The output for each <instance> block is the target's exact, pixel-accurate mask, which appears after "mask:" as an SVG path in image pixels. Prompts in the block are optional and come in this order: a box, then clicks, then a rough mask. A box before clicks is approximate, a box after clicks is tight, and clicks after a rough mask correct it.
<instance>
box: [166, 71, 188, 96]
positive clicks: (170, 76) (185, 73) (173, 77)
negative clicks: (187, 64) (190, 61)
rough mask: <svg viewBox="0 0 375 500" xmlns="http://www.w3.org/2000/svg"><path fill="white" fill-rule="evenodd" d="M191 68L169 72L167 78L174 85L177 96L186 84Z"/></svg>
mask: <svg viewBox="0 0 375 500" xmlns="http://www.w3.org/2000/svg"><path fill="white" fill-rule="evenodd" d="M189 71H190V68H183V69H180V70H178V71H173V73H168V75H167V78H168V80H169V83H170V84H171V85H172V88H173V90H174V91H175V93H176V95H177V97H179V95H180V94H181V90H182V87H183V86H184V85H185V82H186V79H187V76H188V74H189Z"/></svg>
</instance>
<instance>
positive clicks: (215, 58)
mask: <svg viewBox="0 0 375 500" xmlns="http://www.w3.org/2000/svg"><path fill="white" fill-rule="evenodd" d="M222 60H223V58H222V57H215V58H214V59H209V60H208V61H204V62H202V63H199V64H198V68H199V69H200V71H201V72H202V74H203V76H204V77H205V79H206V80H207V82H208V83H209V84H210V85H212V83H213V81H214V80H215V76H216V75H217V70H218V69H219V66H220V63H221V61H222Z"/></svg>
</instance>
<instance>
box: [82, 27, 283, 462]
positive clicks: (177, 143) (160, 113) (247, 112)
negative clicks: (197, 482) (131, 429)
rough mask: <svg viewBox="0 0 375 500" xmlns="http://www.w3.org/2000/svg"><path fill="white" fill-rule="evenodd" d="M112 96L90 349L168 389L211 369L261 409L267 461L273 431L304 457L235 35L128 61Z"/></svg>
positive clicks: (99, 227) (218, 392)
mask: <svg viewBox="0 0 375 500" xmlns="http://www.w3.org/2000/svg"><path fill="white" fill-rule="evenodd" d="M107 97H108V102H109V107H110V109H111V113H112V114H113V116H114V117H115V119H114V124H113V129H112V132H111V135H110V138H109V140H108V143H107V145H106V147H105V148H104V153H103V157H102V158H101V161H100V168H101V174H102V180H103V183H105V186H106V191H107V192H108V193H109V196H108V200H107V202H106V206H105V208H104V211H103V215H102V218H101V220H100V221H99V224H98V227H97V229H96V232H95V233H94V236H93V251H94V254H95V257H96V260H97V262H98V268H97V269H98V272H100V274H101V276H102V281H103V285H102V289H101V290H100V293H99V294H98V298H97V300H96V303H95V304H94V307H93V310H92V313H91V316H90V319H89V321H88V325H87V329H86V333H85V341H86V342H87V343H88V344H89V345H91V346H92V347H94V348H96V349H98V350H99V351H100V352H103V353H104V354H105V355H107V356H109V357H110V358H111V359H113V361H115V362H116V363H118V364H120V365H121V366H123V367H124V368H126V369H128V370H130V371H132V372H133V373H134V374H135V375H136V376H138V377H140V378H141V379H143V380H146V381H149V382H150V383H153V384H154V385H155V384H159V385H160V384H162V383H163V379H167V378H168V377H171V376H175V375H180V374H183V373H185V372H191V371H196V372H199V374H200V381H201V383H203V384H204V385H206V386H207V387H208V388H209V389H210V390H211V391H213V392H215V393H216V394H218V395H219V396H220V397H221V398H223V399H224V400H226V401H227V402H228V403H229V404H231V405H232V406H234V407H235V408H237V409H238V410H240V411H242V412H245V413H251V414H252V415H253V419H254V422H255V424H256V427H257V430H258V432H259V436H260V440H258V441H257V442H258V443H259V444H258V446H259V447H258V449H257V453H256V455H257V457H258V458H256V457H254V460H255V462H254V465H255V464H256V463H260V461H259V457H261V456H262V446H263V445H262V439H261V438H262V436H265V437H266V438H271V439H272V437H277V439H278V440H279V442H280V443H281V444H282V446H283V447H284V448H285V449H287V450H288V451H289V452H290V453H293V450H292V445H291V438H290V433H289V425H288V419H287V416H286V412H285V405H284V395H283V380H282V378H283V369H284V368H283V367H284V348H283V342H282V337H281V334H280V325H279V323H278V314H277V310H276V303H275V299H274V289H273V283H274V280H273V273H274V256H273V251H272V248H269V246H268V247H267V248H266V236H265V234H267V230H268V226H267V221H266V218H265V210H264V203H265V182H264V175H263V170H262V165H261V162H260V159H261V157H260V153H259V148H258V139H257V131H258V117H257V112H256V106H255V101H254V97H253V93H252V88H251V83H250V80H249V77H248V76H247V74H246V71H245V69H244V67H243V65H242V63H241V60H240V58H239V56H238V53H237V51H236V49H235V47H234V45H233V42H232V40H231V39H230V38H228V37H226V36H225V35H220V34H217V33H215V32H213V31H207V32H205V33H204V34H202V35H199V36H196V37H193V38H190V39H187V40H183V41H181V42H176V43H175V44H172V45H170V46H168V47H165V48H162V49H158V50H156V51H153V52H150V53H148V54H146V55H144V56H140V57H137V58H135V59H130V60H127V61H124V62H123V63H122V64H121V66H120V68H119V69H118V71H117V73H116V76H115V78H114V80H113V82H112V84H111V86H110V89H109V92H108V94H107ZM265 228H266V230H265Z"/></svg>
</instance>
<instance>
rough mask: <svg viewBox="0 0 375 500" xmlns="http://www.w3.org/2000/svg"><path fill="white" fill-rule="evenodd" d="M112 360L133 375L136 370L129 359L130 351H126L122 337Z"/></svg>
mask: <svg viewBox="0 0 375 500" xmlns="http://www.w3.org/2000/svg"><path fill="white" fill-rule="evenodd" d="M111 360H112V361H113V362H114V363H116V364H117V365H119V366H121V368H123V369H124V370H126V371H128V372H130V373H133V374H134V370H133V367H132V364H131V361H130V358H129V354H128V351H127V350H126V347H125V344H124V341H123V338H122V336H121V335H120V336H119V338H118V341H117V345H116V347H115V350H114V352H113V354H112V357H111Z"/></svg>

§ To-do item:
Write out all of the data above again, switching every "rough mask" to "coarse mask" and leaving everything else unchanged.

§ Exercise response:
The output for each <instance> block is the target's exact, pixel-accurate mask, which appears after "mask:" as an SVG path in image pixels. Prompts in the block are optional and come in this order: a box, then clicks, then a coarse mask. A box before clicks is approximate, a box after clicks is tight, and clicks after a coarse mask correct it.
<instance>
box: [166, 71, 188, 96]
positive clicks: (170, 76) (185, 73) (173, 77)
negative clicks: (187, 64) (190, 61)
coarse mask: <svg viewBox="0 0 375 500" xmlns="http://www.w3.org/2000/svg"><path fill="white" fill-rule="evenodd" d="M191 68L169 72L167 78L174 85L177 96L186 84Z"/></svg>
mask: <svg viewBox="0 0 375 500" xmlns="http://www.w3.org/2000/svg"><path fill="white" fill-rule="evenodd" d="M189 71H190V68H183V69H180V70H178V71H173V73H168V75H167V78H168V80H169V83H170V84H171V85H172V88H173V90H174V91H175V93H176V95H177V97H179V95H180V94H181V90H182V87H183V86H184V85H185V82H186V79H187V76H188V74H189Z"/></svg>
</instance>
<instance>
positive clicks: (215, 58)
mask: <svg viewBox="0 0 375 500" xmlns="http://www.w3.org/2000/svg"><path fill="white" fill-rule="evenodd" d="M222 60H223V58H222V57H215V58H214V59H209V60H208V61H204V62H202V63H199V64H198V68H199V69H200V71H201V72H202V74H203V76H204V77H205V79H206V80H207V82H208V83H209V84H210V85H212V83H213V81H214V80H215V76H216V75H217V70H218V69H219V66H220V63H221V61H222Z"/></svg>
</instance>
<instance>
box: [82, 27, 283, 462]
positive clicks: (177, 143) (160, 113) (247, 112)
negative clicks: (197, 482) (131, 429)
coarse mask: <svg viewBox="0 0 375 500" xmlns="http://www.w3.org/2000/svg"><path fill="white" fill-rule="evenodd" d="M112 96L90 349L168 389L211 369L261 409L267 461L273 431L304 457L235 35L128 61Z"/></svg>
positive clicks: (99, 227) (218, 392)
mask: <svg viewBox="0 0 375 500" xmlns="http://www.w3.org/2000/svg"><path fill="white" fill-rule="evenodd" d="M107 97H108V102H109V107H110V109H111V113H112V114H113V116H114V117H115V119H114V124H113V129H112V132H111V135H110V138H109V140H108V143H107V145H106V147H105V148H104V153H103V157H102V158H101V161H100V168H101V174H102V180H103V183H105V186H106V191H107V192H108V193H109V196H108V200H107V202H106V206H105V208H104V211H103V215H102V218H101V220H100V221H99V224H98V227H97V229H96V232H95V233H94V236H93V251H94V254H95V257H96V260H97V262H98V268H97V269H98V272H100V274H101V276H102V281H103V285H102V289H101V290H100V293H99V294H98V298H97V300H96V303H95V304H94V307H93V310H92V313H91V316H90V319H89V321H88V325H87V329H86V333H85V341H86V342H87V343H88V344H89V345H91V346H92V347H94V348H96V349H98V350H99V351H100V352H103V353H104V354H105V355H107V356H109V357H110V358H111V359H113V361H115V362H116V363H118V364H120V365H121V366H123V367H124V368H126V369H128V370H130V371H132V372H133V373H134V374H135V375H136V376H138V377H140V378H141V379H143V380H146V381H149V382H150V383H153V384H154V385H155V384H159V385H160V384H162V383H163V379H167V378H168V377H171V376H175V375H180V374H183V373H185V372H191V371H196V372H199V374H200V381H201V383H203V384H204V385H206V386H207V387H208V388H209V389H210V390H211V391H213V392H215V393H216V394H218V395H219V396H220V397H221V398H223V399H224V400H226V401H227V402H228V403H229V404H231V405H232V406H234V407H235V408H237V409H238V410H240V411H242V412H245V413H251V414H252V415H253V419H254V422H255V424H256V427H257V430H258V432H259V436H260V440H258V441H257V442H258V443H259V444H258V446H259V447H258V449H257V453H256V455H257V457H258V458H256V457H254V460H255V462H254V465H255V464H256V463H260V461H259V457H261V456H262V446H263V445H262V439H261V438H262V436H265V437H266V438H271V439H272V437H277V439H278V440H279V442H280V443H281V444H282V446H283V447H284V448H285V449H287V450H288V451H289V452H290V453H293V450H292V445H291V438H290V433H289V425H288V419H287V416H286V412H285V405H284V395H283V380H282V378H283V369H284V368H283V367H284V348H283V342H282V337H281V334H280V325H279V323H278V314H277V310H276V303H275V299H274V289H273V283H274V280H273V273H274V256H273V251H272V248H269V246H268V247H267V248H266V236H265V234H267V230H268V226H267V221H266V218H265V210H264V203H265V182H264V175H263V170H262V165H261V162H260V159H261V157H260V153H259V148H258V139H257V131H258V117H257V112H256V106H255V101H254V97H253V93H252V88H251V83H250V80H249V77H248V76H247V74H246V71H245V69H244V67H243V65H242V63H241V60H240V58H239V56H238V53H237V51H236V49H235V47H234V45H233V42H232V40H231V39H230V38H228V37H226V36H225V35H220V34H217V33H215V32H213V31H207V32H205V33H204V34H202V35H199V36H196V37H193V38H190V39H187V40H183V41H181V42H176V43H175V44H172V45H170V46H168V47H165V48H162V49H158V50H156V51H153V52H150V53H148V54H146V55H144V56H140V57H137V58H135V59H130V60H127V61H124V62H123V63H122V64H121V66H120V68H119V69H118V71H117V73H116V76H115V78H114V80H113V82H112V84H111V86H110V89H109V92H108V94H107ZM265 228H266V230H265Z"/></svg>
</instance>
<instance>
coarse mask: <svg viewBox="0 0 375 500" xmlns="http://www.w3.org/2000/svg"><path fill="white" fill-rule="evenodd" d="M112 360L133 375L136 370L129 359L130 351H126L122 337Z"/></svg>
mask: <svg viewBox="0 0 375 500" xmlns="http://www.w3.org/2000/svg"><path fill="white" fill-rule="evenodd" d="M111 360H112V361H113V362H114V363H116V364H117V365H119V366H121V368H123V369H124V370H126V371H128V372H130V373H133V374H134V370H133V367H132V364H131V361H130V358H129V354H128V351H127V350H126V347H125V344H124V341H123V338H122V336H121V335H120V336H119V338H118V341H117V345H116V347H115V350H114V352H113V354H112V357H111Z"/></svg>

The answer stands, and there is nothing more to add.